What you will do —
Reproduce every record below exactly, without the pictures.

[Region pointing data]
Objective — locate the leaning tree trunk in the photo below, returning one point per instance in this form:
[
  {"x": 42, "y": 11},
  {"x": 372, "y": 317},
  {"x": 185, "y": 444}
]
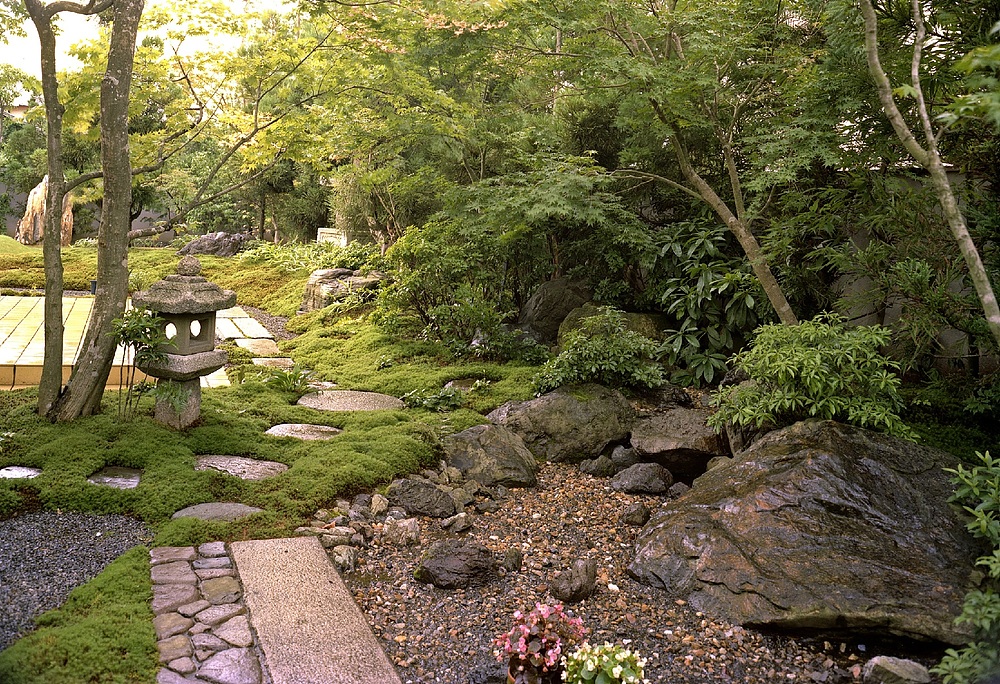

Response to this exercise —
Objective — locate the leaning tree trunk in the photo below, returning one point per instance in this form:
[
  {"x": 42, "y": 11},
  {"x": 372, "y": 317},
  {"x": 185, "y": 444}
]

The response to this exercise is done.